Data provided section start
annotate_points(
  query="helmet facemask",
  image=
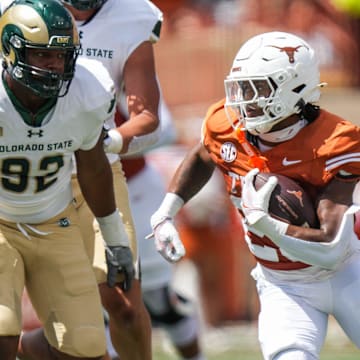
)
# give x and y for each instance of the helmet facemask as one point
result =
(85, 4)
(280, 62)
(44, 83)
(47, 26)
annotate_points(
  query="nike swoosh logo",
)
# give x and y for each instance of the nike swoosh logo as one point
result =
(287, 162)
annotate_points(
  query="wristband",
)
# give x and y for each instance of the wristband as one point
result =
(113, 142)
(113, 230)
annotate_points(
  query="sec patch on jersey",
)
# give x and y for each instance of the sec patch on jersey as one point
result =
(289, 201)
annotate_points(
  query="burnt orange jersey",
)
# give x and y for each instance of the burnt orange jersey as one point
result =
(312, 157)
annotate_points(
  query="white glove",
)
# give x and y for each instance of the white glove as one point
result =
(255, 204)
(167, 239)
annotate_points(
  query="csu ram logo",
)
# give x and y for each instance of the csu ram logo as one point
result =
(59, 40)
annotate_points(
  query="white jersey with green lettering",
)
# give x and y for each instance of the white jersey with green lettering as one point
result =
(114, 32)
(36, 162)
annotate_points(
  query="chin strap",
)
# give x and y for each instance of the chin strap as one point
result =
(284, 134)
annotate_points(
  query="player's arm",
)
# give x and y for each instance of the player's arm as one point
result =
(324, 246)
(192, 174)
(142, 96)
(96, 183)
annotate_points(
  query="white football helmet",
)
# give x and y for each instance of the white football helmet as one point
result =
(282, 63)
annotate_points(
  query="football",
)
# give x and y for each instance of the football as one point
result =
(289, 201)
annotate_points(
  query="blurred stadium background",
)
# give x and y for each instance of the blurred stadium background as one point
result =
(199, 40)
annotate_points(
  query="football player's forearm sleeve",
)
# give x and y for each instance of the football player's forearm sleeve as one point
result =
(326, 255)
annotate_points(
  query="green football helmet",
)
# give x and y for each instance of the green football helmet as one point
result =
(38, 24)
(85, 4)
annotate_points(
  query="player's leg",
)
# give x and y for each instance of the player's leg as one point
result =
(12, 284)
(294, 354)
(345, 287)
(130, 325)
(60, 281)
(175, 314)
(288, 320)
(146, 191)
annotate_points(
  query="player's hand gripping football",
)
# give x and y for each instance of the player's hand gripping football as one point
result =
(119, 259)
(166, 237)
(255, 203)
Data provided section end
Data provided section start
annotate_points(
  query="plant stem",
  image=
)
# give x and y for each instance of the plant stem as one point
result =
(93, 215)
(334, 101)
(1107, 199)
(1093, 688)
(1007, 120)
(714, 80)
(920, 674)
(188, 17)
Data provided section end
**Action item:**
Read the entries and select each line where the word "plant" is found.

**Written answer:**
  query="plant stem",
# give x and y for each instance of the plant stem as one point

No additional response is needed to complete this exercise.